_Problem to solve_.
How many lines in the data below contain the word "metal"? Reply with the number alone.
-- BEGIN --
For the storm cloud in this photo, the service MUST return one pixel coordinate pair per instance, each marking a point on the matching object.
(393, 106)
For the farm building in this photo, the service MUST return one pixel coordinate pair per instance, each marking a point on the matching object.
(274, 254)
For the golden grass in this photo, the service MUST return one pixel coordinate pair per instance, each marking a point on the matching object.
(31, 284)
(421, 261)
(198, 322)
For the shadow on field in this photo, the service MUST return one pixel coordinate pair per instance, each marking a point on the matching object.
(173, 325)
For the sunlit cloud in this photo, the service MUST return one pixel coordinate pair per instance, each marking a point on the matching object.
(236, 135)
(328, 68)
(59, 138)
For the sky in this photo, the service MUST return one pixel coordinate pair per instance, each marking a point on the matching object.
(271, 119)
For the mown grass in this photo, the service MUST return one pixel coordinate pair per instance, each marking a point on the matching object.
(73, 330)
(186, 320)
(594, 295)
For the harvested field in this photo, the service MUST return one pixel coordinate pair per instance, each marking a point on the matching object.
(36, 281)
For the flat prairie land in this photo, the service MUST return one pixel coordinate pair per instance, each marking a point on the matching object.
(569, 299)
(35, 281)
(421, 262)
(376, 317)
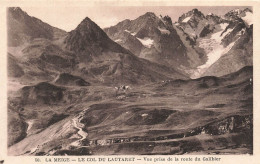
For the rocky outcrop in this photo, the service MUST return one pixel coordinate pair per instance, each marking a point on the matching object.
(23, 28)
(41, 93)
(68, 79)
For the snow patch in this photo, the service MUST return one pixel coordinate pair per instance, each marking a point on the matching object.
(164, 31)
(213, 48)
(118, 40)
(248, 19)
(217, 36)
(186, 19)
(147, 42)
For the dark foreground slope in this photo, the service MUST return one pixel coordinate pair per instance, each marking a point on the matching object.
(205, 115)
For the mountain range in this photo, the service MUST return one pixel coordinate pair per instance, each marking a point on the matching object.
(144, 80)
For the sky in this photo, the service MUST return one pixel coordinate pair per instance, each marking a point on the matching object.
(67, 18)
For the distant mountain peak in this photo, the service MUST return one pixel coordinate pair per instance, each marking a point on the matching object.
(149, 14)
(191, 14)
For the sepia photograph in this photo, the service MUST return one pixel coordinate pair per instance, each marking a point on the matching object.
(129, 80)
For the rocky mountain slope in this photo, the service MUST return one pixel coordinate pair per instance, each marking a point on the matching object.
(154, 38)
(23, 28)
(127, 90)
(223, 39)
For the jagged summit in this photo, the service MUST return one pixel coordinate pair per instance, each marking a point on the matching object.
(149, 14)
(194, 13)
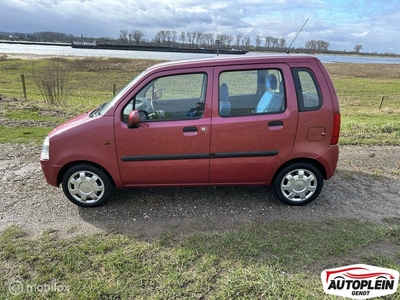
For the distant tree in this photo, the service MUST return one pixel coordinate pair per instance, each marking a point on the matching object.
(282, 43)
(183, 37)
(137, 36)
(246, 41)
(123, 36)
(357, 48)
(173, 37)
(269, 42)
(238, 40)
(258, 41)
(317, 46)
(158, 38)
(189, 36)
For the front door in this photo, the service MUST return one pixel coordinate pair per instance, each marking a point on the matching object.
(259, 129)
(171, 144)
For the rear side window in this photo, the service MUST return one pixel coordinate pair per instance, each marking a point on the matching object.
(249, 92)
(307, 89)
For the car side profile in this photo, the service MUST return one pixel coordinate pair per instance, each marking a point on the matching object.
(270, 120)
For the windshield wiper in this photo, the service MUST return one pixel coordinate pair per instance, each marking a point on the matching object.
(96, 111)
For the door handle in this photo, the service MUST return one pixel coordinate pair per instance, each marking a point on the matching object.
(190, 129)
(275, 123)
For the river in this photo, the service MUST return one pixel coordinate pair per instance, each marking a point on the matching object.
(69, 51)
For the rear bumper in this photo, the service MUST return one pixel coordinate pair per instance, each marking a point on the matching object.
(329, 160)
(50, 172)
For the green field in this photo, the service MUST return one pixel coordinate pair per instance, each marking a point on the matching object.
(274, 260)
(369, 95)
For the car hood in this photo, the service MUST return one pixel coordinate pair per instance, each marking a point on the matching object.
(72, 123)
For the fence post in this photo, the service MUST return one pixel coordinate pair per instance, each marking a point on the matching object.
(23, 85)
(380, 105)
(114, 89)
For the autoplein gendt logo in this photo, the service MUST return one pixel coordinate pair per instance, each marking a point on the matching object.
(360, 281)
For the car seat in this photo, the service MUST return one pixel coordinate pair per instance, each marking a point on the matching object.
(224, 104)
(265, 101)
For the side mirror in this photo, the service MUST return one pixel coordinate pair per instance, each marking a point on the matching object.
(133, 119)
(157, 94)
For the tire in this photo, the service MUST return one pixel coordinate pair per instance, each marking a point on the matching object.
(298, 184)
(86, 185)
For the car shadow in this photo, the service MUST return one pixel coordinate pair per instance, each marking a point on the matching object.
(152, 212)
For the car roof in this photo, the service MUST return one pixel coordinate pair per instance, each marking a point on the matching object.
(238, 59)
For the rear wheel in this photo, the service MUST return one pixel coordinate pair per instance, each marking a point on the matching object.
(87, 185)
(298, 184)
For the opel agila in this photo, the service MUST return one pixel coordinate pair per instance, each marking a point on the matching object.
(270, 120)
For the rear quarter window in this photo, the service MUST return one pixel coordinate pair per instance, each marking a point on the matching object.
(307, 89)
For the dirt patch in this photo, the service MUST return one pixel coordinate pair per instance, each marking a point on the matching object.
(366, 186)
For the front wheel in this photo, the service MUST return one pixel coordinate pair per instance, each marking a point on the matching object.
(298, 183)
(86, 185)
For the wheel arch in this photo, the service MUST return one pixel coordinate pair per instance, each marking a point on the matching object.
(310, 161)
(81, 162)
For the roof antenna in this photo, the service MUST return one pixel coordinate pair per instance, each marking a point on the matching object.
(287, 51)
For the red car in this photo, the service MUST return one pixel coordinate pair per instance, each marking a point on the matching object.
(242, 120)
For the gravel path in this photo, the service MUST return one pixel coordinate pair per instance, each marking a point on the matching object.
(366, 186)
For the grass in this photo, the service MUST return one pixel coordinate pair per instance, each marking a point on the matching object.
(280, 260)
(369, 95)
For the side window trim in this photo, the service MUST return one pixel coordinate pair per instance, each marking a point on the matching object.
(299, 89)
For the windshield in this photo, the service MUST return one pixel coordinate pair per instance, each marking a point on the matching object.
(105, 106)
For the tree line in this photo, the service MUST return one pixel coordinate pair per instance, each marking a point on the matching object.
(189, 39)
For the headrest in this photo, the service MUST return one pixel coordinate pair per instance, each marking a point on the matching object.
(272, 82)
(223, 92)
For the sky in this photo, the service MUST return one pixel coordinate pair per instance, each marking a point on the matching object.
(343, 24)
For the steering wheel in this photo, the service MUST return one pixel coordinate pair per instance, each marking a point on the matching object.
(155, 105)
(157, 109)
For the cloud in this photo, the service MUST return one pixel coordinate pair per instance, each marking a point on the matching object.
(342, 23)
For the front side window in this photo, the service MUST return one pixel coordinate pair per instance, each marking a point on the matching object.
(251, 92)
(307, 89)
(174, 97)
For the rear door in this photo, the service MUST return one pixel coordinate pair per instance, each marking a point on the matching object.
(170, 146)
(253, 137)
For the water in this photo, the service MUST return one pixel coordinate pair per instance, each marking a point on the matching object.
(69, 51)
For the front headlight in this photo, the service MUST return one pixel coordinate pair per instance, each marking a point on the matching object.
(45, 149)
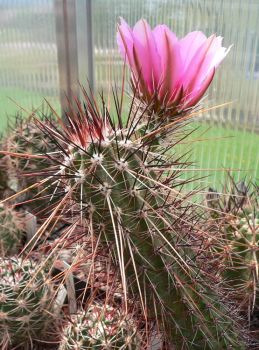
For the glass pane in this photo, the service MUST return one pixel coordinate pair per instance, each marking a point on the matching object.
(233, 129)
(28, 56)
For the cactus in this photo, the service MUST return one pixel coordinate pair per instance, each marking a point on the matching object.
(25, 304)
(237, 214)
(100, 327)
(24, 138)
(125, 185)
(11, 231)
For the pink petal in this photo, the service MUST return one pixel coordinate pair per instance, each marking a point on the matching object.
(125, 41)
(169, 51)
(148, 52)
(189, 46)
(197, 95)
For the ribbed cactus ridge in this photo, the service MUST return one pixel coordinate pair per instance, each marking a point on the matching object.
(25, 304)
(100, 327)
(125, 184)
(11, 231)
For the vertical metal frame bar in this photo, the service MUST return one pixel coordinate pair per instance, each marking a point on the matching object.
(85, 43)
(75, 47)
(66, 34)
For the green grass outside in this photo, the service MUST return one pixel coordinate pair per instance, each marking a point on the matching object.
(214, 148)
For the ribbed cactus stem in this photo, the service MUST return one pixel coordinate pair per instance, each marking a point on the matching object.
(125, 201)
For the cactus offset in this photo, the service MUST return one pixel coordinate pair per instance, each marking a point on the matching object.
(237, 214)
(100, 327)
(25, 304)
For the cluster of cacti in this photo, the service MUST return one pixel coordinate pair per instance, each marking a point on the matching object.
(26, 304)
(100, 327)
(116, 220)
(236, 211)
(12, 231)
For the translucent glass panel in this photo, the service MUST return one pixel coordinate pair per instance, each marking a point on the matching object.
(28, 55)
(233, 130)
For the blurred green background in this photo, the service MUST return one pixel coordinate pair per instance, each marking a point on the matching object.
(226, 138)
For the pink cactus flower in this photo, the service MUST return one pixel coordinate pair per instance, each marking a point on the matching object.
(172, 73)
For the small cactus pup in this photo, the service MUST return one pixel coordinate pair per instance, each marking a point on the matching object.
(128, 189)
(100, 327)
(26, 301)
(236, 211)
(12, 230)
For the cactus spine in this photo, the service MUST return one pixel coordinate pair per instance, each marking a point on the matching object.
(100, 327)
(25, 304)
(122, 181)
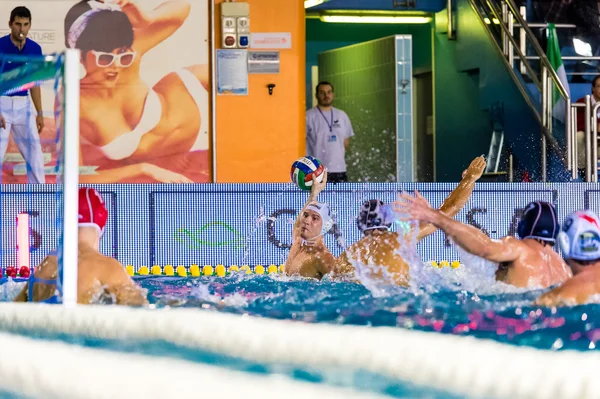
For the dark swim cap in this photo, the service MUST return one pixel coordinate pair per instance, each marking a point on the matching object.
(539, 221)
(373, 215)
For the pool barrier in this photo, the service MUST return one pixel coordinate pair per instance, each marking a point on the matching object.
(465, 366)
(223, 271)
(50, 369)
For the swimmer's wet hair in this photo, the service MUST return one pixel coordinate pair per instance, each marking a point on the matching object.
(106, 30)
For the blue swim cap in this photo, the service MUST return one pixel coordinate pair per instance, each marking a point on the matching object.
(539, 221)
(580, 236)
(374, 214)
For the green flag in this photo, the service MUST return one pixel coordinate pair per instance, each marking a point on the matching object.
(553, 54)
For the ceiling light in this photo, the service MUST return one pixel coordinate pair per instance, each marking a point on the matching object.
(375, 19)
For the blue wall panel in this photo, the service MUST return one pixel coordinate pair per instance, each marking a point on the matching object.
(252, 224)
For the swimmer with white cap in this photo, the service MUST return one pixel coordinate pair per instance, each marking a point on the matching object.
(579, 242)
(377, 251)
(309, 257)
(100, 279)
(530, 261)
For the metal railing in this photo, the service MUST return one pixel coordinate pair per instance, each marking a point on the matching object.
(590, 131)
(508, 17)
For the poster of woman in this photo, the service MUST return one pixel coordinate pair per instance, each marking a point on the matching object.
(145, 88)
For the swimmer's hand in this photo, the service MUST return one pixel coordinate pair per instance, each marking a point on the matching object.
(163, 175)
(475, 169)
(414, 208)
(317, 187)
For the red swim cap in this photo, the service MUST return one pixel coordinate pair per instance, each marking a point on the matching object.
(92, 211)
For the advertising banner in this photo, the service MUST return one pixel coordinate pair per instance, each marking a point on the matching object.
(145, 89)
(252, 224)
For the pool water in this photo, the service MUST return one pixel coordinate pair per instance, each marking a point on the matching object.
(498, 312)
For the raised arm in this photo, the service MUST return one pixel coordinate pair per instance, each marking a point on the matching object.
(457, 199)
(315, 190)
(157, 25)
(470, 238)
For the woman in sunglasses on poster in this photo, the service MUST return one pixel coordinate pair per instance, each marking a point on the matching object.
(132, 131)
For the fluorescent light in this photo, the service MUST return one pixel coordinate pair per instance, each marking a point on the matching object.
(582, 48)
(312, 3)
(495, 20)
(351, 19)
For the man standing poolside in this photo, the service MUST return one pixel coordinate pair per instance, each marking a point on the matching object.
(328, 133)
(17, 114)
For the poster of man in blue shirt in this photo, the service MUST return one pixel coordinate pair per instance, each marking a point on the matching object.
(21, 114)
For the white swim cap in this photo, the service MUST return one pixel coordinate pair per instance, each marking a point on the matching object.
(579, 238)
(323, 210)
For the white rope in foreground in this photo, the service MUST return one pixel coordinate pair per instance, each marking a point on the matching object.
(463, 365)
(46, 369)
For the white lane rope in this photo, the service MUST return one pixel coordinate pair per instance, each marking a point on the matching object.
(462, 365)
(47, 369)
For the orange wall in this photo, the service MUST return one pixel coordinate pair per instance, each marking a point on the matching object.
(258, 136)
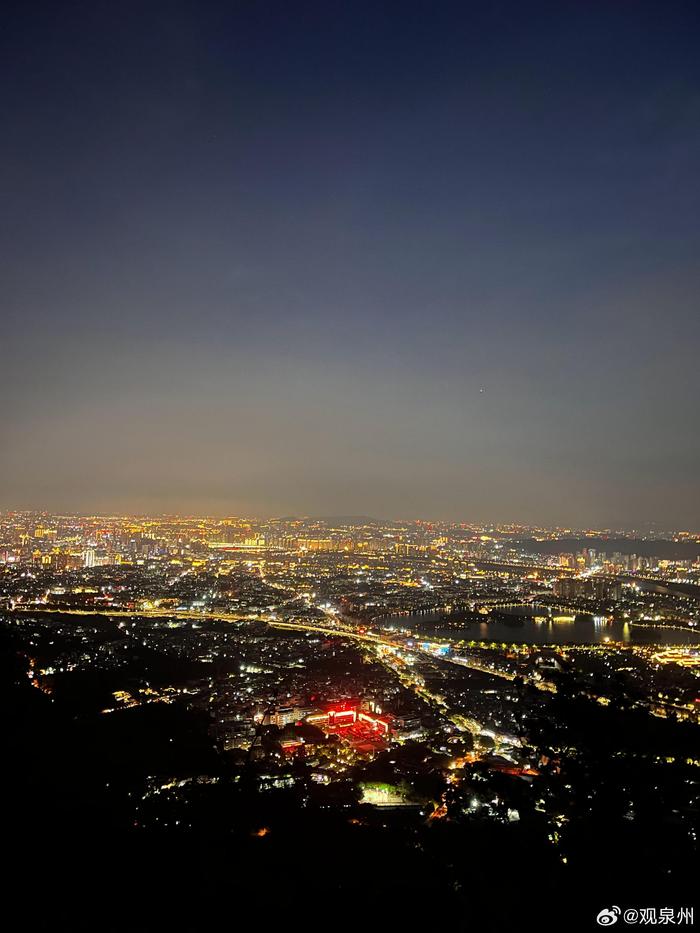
-- END --
_Problem solution_.
2